[[ Provided information, beginning ]]

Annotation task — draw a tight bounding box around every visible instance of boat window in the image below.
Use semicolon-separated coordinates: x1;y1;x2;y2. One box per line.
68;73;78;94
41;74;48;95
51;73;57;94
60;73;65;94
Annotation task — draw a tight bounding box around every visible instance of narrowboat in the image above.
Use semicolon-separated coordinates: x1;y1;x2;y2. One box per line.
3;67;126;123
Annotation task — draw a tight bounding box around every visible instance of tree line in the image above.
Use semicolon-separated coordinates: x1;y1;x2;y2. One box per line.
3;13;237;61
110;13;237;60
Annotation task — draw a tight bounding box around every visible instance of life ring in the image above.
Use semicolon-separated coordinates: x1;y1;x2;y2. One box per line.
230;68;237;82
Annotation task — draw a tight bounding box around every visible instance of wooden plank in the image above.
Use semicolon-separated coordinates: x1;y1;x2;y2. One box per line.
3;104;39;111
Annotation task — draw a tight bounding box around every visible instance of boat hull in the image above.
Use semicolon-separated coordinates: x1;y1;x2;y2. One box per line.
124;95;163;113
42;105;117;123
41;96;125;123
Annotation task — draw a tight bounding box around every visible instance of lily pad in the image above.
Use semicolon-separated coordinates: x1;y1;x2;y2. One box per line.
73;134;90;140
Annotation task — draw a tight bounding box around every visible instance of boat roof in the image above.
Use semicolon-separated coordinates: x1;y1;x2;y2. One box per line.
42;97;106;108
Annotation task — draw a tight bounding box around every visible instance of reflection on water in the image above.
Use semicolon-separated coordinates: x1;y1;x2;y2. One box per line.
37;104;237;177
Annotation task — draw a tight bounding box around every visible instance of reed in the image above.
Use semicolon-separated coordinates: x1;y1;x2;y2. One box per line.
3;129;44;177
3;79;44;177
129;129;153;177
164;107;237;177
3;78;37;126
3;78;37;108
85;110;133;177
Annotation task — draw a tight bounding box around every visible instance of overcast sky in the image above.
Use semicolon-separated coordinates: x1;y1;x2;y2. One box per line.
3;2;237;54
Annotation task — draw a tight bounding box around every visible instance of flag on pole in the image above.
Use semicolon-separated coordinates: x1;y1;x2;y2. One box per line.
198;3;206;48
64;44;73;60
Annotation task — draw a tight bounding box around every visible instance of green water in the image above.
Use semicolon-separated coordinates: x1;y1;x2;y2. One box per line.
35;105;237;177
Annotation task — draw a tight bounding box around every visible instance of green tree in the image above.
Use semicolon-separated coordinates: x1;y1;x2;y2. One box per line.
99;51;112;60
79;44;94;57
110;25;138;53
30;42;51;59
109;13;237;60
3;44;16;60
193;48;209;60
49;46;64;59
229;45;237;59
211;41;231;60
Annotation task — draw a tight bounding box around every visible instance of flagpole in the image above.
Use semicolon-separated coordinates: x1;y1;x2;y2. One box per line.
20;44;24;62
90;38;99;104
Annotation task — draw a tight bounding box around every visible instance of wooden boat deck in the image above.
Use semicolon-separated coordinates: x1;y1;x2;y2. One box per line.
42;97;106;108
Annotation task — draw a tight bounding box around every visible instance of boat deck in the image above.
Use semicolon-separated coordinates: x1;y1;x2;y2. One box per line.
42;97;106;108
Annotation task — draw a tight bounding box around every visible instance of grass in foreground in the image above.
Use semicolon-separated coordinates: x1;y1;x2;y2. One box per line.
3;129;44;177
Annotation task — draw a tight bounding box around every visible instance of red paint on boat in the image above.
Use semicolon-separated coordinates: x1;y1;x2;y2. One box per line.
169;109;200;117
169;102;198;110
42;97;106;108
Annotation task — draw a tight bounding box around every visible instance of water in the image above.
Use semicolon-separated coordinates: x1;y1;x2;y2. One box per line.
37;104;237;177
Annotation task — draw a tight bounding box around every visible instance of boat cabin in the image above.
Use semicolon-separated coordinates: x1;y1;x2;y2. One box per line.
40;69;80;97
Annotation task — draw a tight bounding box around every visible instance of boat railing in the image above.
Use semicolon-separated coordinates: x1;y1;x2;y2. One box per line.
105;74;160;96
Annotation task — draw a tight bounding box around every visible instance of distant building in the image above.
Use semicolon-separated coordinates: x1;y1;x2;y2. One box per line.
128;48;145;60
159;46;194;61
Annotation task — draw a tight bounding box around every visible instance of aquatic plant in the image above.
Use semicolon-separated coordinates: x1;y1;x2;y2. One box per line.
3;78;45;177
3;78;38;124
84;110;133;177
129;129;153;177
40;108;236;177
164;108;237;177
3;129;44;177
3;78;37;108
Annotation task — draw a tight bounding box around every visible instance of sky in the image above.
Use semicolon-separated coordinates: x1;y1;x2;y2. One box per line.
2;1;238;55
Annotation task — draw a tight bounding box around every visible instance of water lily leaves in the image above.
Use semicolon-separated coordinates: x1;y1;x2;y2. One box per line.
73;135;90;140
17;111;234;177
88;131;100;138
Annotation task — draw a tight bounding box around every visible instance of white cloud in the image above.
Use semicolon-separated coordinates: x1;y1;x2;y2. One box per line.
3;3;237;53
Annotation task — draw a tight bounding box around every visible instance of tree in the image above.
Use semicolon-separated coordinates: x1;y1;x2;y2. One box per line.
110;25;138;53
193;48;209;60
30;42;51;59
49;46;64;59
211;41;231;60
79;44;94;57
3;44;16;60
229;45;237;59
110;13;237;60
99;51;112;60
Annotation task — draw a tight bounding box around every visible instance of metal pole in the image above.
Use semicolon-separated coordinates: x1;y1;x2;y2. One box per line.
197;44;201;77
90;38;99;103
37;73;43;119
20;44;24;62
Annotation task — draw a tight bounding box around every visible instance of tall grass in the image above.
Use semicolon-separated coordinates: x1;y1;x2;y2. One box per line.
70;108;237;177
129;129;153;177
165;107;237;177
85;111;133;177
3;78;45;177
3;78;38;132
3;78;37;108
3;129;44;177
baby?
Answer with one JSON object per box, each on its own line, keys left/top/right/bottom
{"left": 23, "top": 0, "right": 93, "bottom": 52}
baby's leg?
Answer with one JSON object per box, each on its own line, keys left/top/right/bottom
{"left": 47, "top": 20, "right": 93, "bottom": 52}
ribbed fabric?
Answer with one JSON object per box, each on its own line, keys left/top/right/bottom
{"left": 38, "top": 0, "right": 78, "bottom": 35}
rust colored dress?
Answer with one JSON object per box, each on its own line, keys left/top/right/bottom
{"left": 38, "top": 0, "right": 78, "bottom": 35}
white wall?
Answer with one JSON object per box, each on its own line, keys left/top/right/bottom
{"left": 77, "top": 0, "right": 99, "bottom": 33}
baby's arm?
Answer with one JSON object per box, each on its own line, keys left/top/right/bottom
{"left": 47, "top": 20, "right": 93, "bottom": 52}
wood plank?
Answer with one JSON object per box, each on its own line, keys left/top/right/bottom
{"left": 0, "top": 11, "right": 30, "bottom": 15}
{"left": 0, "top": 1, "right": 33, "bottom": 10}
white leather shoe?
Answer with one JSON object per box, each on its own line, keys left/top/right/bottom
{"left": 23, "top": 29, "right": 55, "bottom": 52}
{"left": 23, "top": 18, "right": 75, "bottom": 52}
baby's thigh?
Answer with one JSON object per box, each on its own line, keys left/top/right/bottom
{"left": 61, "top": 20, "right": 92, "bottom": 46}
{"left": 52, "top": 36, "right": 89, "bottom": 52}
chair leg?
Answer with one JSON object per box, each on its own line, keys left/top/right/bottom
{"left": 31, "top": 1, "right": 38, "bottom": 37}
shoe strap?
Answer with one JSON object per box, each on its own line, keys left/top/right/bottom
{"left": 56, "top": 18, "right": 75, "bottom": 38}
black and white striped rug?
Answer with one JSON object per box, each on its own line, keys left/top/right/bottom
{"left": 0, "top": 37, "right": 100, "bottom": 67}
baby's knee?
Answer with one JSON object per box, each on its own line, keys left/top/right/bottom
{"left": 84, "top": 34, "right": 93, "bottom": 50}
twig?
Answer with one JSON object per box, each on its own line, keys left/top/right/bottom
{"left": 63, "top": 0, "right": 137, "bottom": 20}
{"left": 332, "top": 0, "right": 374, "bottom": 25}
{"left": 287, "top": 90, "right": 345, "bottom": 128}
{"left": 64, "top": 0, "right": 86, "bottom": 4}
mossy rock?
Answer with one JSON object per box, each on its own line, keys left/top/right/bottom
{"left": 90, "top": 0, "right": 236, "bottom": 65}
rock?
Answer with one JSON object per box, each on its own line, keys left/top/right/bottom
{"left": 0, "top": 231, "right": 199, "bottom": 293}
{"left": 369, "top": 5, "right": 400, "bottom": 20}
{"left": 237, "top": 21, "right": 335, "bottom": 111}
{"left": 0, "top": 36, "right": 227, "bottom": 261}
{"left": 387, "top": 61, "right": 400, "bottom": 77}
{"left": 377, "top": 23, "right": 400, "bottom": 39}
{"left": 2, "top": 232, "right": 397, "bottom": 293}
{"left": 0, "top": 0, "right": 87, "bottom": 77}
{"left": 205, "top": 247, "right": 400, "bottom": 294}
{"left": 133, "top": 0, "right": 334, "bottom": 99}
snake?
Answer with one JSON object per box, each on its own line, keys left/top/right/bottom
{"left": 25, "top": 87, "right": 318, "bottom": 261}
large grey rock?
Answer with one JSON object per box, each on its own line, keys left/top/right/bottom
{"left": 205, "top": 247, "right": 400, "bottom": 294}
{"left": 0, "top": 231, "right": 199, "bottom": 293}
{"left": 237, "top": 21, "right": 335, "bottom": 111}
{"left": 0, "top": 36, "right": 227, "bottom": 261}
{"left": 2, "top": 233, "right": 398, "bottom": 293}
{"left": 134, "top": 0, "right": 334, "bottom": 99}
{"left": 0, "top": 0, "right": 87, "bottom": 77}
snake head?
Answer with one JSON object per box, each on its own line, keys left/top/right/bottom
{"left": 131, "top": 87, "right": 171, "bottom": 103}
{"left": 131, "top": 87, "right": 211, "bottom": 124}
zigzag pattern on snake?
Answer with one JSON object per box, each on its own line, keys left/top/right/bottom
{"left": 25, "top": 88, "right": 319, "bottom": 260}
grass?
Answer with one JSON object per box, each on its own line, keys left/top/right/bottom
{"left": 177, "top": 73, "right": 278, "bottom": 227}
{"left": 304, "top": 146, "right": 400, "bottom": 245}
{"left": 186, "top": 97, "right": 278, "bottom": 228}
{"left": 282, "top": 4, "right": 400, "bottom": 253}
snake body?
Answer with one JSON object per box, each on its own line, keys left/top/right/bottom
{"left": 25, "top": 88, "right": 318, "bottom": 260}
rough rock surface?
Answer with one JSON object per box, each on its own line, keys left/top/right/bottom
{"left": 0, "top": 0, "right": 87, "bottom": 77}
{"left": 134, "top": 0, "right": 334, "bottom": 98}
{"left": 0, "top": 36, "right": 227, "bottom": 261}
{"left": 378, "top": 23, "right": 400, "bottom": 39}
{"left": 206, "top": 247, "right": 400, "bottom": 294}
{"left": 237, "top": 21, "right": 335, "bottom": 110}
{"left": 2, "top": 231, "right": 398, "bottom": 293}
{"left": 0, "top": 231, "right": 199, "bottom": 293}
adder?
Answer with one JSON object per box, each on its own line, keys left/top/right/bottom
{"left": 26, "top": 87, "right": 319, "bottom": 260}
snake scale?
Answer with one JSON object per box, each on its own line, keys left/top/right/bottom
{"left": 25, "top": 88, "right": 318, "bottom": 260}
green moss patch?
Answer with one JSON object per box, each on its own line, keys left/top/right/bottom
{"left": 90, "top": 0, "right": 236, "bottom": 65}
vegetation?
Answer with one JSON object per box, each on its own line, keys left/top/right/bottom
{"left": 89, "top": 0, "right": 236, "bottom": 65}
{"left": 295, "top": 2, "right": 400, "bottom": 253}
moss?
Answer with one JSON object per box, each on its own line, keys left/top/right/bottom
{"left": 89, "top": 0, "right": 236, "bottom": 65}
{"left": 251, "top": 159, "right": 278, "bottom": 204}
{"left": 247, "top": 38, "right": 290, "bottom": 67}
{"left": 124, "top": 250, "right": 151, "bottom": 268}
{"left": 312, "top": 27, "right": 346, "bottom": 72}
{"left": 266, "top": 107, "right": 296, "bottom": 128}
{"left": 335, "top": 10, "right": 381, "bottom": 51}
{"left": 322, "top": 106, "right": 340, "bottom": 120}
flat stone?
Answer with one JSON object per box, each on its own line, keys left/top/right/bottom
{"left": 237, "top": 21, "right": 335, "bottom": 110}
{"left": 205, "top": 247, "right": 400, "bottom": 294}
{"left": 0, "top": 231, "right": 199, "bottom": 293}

[[ Provided information, end ]]

Each line of the records above that includes the string "tree" should be counted. Report the total alone.

3